▸ EXERCISE GOAL: Return exactly the span of lines in the following data that opens with the line containing "Outline every instance of the **flamenco" and closes with the line containing "outline **short sleeve shirt**". Include nothing else.

(Stored data entries)

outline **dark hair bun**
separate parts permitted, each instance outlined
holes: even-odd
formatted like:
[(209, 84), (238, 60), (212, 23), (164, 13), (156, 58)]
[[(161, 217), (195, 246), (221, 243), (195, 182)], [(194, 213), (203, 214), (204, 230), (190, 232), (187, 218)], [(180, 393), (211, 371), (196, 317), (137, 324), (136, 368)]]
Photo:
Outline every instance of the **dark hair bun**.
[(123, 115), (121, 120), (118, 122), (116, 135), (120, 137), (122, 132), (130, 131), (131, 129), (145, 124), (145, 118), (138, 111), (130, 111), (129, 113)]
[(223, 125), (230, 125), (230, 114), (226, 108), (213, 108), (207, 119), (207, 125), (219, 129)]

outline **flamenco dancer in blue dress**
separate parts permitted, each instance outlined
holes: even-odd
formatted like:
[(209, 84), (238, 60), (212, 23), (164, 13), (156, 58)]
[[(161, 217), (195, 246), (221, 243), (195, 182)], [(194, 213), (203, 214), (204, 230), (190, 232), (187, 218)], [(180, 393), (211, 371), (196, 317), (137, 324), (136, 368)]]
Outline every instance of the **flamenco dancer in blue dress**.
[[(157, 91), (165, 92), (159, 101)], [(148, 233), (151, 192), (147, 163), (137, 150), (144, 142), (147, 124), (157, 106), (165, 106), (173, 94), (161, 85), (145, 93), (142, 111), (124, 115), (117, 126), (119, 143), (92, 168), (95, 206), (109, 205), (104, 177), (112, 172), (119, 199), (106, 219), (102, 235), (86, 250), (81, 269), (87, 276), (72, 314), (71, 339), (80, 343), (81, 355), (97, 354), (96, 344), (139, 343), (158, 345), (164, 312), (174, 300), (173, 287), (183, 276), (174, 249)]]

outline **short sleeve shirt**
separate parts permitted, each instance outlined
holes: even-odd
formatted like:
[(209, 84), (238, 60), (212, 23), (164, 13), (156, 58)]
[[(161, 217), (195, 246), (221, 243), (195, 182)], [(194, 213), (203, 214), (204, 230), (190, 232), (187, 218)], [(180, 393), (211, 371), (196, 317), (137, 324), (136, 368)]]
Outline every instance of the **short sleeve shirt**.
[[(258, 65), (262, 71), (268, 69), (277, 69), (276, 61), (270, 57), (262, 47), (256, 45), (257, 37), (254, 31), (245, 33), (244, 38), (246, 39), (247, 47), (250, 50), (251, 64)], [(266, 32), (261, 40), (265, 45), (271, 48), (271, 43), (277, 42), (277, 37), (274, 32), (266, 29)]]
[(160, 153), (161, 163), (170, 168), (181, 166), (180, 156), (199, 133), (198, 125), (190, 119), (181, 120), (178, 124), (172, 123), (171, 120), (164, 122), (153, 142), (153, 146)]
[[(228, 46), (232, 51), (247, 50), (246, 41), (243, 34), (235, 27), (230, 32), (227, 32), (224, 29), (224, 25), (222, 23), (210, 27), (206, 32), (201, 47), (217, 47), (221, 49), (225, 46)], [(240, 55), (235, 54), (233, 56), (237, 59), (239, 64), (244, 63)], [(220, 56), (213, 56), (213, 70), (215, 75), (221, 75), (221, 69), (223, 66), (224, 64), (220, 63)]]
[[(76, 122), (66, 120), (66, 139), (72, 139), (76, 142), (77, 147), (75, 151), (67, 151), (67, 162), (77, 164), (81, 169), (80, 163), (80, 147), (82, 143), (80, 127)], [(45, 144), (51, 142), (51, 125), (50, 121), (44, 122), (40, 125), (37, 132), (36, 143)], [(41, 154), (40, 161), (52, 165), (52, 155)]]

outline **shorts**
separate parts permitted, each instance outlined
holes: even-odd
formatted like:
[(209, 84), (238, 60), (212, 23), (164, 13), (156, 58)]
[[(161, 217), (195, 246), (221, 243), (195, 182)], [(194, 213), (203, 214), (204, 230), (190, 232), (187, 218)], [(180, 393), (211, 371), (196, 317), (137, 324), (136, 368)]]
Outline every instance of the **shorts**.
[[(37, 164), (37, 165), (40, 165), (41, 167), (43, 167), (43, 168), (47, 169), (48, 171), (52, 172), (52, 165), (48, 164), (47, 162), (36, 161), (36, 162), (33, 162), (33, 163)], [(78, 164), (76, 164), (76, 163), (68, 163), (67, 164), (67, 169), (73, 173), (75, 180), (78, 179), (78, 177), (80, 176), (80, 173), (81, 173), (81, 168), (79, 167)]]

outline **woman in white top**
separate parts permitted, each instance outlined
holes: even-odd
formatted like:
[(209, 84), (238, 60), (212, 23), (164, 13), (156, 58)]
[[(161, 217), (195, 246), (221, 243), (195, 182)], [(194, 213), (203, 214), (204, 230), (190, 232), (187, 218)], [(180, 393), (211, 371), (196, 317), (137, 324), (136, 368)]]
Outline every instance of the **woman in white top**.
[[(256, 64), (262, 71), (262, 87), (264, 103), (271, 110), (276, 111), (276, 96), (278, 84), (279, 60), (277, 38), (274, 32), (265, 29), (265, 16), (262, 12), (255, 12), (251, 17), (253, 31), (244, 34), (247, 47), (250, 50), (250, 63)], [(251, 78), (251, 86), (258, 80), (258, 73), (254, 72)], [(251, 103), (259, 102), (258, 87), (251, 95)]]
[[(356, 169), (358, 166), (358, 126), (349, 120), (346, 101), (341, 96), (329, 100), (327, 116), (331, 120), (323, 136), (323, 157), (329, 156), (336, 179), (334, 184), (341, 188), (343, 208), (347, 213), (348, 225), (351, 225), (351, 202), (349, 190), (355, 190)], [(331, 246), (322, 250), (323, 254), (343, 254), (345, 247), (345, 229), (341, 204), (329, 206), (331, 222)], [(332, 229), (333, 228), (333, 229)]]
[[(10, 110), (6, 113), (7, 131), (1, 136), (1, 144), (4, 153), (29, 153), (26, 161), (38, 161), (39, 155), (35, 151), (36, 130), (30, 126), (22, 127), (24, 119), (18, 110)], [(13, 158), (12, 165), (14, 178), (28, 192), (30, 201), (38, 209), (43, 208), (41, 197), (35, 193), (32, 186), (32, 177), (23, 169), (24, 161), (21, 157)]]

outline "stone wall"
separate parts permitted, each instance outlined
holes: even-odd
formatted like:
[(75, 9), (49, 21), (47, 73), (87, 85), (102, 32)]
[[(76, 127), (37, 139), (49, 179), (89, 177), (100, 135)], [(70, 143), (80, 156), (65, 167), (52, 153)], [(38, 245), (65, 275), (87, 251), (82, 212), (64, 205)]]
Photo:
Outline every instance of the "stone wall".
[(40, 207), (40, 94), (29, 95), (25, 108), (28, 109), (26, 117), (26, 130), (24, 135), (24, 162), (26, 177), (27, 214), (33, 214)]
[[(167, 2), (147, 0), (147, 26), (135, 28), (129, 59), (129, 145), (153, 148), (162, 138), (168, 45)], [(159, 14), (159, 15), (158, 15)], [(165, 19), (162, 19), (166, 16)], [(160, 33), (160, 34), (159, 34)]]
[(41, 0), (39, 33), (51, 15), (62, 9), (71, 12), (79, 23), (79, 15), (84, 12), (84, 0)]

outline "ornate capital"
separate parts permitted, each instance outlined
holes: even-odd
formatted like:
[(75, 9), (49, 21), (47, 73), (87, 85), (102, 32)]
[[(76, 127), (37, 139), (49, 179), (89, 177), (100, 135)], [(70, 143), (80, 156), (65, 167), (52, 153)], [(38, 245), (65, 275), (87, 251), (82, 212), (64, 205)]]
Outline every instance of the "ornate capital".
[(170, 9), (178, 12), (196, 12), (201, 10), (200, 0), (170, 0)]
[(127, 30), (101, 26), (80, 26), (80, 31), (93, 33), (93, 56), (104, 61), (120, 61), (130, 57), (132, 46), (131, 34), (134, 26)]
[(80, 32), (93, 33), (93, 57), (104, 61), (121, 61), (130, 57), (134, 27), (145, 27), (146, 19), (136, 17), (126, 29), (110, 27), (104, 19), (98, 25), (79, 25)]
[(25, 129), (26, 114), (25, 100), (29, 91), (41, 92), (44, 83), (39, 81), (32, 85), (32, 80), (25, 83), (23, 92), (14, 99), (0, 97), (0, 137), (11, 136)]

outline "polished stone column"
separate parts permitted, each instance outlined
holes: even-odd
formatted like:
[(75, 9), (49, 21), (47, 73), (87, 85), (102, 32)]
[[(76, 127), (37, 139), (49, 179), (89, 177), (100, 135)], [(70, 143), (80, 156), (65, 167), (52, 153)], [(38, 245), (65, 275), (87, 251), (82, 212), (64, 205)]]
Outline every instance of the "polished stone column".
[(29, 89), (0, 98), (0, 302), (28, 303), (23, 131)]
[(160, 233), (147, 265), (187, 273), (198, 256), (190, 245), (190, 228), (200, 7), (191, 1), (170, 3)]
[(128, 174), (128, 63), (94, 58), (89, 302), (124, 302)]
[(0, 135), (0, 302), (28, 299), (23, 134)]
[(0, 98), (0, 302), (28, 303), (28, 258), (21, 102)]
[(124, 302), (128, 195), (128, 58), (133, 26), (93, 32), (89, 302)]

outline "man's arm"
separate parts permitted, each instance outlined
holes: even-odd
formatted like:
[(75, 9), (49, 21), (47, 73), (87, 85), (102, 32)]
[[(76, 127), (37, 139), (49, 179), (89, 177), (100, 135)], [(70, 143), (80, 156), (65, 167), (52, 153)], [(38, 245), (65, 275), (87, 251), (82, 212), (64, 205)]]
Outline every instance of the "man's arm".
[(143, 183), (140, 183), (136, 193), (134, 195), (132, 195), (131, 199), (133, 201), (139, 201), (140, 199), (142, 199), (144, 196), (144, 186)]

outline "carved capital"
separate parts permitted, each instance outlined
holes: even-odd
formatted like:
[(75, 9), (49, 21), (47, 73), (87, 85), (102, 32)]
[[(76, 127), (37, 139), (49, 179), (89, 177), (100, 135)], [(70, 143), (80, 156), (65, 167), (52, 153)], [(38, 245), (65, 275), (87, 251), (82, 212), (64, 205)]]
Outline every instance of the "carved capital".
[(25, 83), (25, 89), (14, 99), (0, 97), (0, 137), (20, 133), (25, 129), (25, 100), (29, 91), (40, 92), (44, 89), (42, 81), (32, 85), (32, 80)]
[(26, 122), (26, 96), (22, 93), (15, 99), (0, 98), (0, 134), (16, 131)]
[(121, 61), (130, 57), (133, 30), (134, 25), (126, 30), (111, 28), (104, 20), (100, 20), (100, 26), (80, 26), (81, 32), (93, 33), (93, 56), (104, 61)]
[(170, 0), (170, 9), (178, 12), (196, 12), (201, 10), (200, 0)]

▸ ANSWER BOX:
Outline every instance of the **flamenco dancer in blue dress**.
[[(157, 91), (165, 92), (159, 101)], [(148, 233), (151, 192), (147, 163), (137, 150), (144, 142), (147, 124), (157, 106), (165, 106), (173, 94), (161, 85), (145, 93), (142, 111), (124, 115), (117, 126), (119, 143), (92, 168), (95, 206), (109, 205), (104, 177), (112, 172), (119, 199), (106, 219), (102, 235), (86, 250), (81, 269), (87, 276), (72, 314), (71, 339), (80, 343), (81, 355), (97, 354), (96, 344), (139, 343), (158, 345), (164, 312), (174, 300), (173, 287), (183, 276), (174, 249)]]

outline **short sleeve shirt**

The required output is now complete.